Provided passage:
------------------------------------------------------------------------
Unfortunately, this is not possible like I had hoped. Only the certificate name can be updated (https://docs.aws.amazon.com/apigateway/api-reference/link-relation/domainname-update/). I suppose this problem was known when originally writing the update_domain_name method for Zappa.

I'm not sure how to get around this programmatically, short of creating a new api gateway domain with the new certificate, which may involve some downtime if we have to delete the current api gateway domain first. Hopefully, there is a better way. I will test with an old version of Zappa to determine when this regression occurred, although I always had problems with re-certifying my domain.

Currently, I'm updating my certificate by using the undocumented Zappa features to output the certificate data, and pasting that data into the aws console as described at http://docs.aws.amazon.com/apigateway/latest/developerguide/how-to-custom-domains.html#how-to-rotate-custom-domain-certificate.

P.S: The Terraform project also encountered this problem (https://github.com/hashicorp/terraform/issues/8789)
------------------------------------------------------------------------
Written request: Please carry on the forum post about updating the API Gateway domain certificate in Zappa, picking up after its last line.

(Annotated coordinate records)
------------------------------------------------------------------------
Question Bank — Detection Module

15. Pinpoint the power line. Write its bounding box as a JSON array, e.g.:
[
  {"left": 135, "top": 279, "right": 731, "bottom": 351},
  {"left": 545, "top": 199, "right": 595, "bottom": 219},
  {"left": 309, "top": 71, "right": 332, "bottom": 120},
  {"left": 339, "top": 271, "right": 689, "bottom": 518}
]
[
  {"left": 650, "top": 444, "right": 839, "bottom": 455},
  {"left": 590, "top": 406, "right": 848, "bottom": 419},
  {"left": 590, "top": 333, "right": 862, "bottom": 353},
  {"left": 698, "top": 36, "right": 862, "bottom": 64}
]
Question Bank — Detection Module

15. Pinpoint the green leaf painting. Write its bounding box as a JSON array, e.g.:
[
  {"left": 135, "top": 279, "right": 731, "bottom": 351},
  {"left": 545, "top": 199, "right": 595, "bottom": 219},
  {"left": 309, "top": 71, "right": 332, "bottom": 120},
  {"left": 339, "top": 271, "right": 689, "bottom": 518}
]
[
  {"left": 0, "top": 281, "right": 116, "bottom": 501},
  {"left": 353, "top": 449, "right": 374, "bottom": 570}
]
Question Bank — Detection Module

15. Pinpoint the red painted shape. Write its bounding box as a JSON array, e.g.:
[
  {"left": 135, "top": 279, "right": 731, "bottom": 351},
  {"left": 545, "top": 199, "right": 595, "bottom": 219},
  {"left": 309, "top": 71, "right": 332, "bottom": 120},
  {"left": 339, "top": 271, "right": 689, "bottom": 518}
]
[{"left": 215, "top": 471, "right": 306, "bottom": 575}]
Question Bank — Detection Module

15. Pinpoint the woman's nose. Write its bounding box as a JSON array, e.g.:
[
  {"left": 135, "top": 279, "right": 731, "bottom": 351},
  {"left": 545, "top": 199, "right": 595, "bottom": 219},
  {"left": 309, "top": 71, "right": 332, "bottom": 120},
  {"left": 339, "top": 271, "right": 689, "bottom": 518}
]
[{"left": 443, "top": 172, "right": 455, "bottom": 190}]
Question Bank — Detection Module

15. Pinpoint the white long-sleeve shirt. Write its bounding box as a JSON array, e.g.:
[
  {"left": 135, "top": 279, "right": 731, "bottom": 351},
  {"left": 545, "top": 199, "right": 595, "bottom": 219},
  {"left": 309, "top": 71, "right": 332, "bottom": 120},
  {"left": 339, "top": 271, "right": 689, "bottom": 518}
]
------------------------------------------------------------------------
Exercise response:
chromakey commented 7 years ago

Yeah I'm not sure how to go about this. Just by virtue of the way APIGW/CF works, any time the certificate is changed on the fly, there's going to be downtime while it's pushed out to the edge nodes in CF.

The AWS docs have something on uploading a backup certificate and then rotating it into production gradually to avoid the downtime issue. I don't know what aspect of this are exposed in the API, but maybe this will give us some clues on where to start looking.

http://docs.aws.amazon.com/apigateway/latest/developerguide/how-to-custom-domains.html#how-to-rotate-custom-domain-certificate

EDIT: The example here has you update the certificate NAME by specifying the /certificateName path: http://docs.aws.amazon.com/apigateway/api-reference/link-relation/domainname-update/

I wonder if you could use the same method to update the certificateBody, certificatePrivateKey, and certificateChain parameters by specifying them as paths (i.e. /certificateBody) http://boto3.readthedocs.io/en/latest/reference/services/apigateway.html#APIGateway.Client.create_domain_name

Just guessing blindly. Worth a shot maybe.

kwellman commented 7 years ago

@chromakey

If only it were that simple...I tried that previously but it didn't work. This is the output I got:

Setting DNS challenge..
Waiting for DNS to propagate..
Deleting DNS challenge..
Updating domain name!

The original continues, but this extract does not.